··· Selected passage ···

The following default variables must be modified with the first installations. Those that came from PXC 5.7 might wonder why wsrep_sst_auth is missing. The wsrep_sst_auth variable was removed in PXC 8 since it causes security concerns, as the user and password are saved in the config file and are easily visible to OS users. 

In PXC 8, a temporary user is created when a new node joins the existing cluster. For additional details on this security enhancement, check this article.

$ vi /etc/my.cnf
..
######## wsrep ###############
wsrep_provider=/usr/lib64/galera4/libgalera_smm.so
wsrep_cluster_address=gcomm://172.31.18.119,172.31.86.114,172.31.26.152
wsrep_slave_threads=8
wsrep_log_conflicts
wsrep_node_address=172.31.18.119
wsrep_cluster_name=pxc-cluster
#If wsrep_node_name is not specified,  then system hostname will be used
wsrep_node_name=pxc-cluster-node-1
wsrep_sst_method=xtrabackup-v2
..

Percona XtraDB Cluster nodes utilize the following ports by default, so we must open them and ensure that the nodes can communicate with one another.

3306 is used for MySQL client connections and SST (State Snapshot Transfer) via mysqldump.

    4444 is used for SST via Percona XtraBackup.

    4567 is used for write-set replication traffic (over TCP) and multicast replication (over TCP and UDP).

    4568 is used for IST (Incremental State Transfer).

For example, to test access.

Node 1
#  socat - TCP-LISTEN:4444
hello

Node 2
# echo "hello" | socat - TCP:172.31.18.119:4444
#

How is the first node bootstrapped?

After configuring each PXC node, you must bootstrap the cluster starting with the first node. All of the data that you wish to replicate to additional nodes must be present on the first node. 

Run the command to bootstrap the first node.

# systemctl start mysql@bootstrap.service
#

Since this is a brand new install, a temporary password is generated for the ‘root’ MySQL user which we can find in the mysqld.log

# grep -i "A temporary password is generated " /var/log/mysqld.log
2022-09-13T06:52:37.700818Z 6 [Note] [MY-010454] [Server] A temporary password is generated for root@localhost: PmqQiGf*#6iy
#

Reset the temporary password using the following alter.

··· Data extract ···

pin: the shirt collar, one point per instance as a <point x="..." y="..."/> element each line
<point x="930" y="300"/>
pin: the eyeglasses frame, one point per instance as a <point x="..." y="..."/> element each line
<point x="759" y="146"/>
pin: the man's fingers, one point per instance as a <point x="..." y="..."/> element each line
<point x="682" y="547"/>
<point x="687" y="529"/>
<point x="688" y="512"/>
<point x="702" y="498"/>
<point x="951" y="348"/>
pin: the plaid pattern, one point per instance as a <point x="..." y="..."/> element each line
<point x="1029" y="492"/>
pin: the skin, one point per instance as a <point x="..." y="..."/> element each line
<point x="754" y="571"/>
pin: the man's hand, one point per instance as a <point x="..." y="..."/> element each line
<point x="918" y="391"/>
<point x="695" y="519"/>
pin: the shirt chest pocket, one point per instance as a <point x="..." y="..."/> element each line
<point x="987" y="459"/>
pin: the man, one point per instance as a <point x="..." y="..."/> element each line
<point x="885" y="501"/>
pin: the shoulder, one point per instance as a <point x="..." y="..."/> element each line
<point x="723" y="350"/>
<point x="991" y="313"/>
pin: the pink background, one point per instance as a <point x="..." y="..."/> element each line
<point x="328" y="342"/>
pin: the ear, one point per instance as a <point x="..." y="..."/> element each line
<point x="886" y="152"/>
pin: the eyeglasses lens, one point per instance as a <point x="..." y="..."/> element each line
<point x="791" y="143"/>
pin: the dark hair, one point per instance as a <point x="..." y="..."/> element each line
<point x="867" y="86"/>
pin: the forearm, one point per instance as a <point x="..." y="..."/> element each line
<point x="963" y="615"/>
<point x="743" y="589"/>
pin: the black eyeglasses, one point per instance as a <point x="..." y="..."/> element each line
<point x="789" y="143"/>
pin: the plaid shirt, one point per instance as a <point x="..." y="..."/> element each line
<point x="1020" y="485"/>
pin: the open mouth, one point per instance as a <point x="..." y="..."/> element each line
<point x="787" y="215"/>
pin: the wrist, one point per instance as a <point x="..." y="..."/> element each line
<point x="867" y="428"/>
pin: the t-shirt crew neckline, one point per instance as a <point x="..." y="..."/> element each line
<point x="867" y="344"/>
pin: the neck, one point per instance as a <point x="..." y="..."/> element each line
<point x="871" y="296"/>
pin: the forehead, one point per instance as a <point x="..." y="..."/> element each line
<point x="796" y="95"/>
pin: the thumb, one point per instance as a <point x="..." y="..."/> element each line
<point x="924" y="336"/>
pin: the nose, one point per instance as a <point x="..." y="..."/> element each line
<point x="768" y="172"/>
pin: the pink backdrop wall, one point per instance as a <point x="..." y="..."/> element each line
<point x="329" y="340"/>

···

● **To do**
1. From the Percona XtraDB Cluster passage, extract everything from "Percona XtraDB Cluster" down to "(Incremental State Transfer).".
2. List every port number that the Percona XtraDB Cluster passage gives as a default port for the nodes.

● **Answers given**
1.
Percona XtraDB Cluster nodes utilize the following ports by default, so we must open them and ensure that the nodes can communicate with one another.

3306 is used for MySQL client connections and SST (State Snapshot Transfer) via mysqldump.

    4444 is used for SST via Percona XtraBackup.

    4567 is used for write-set replication traffic (over TCP) and multicast replication (over TCP and UDP).

    4568 is used for IST (Incremental State Transfer).

2. 3306, 4444, 4567, 4568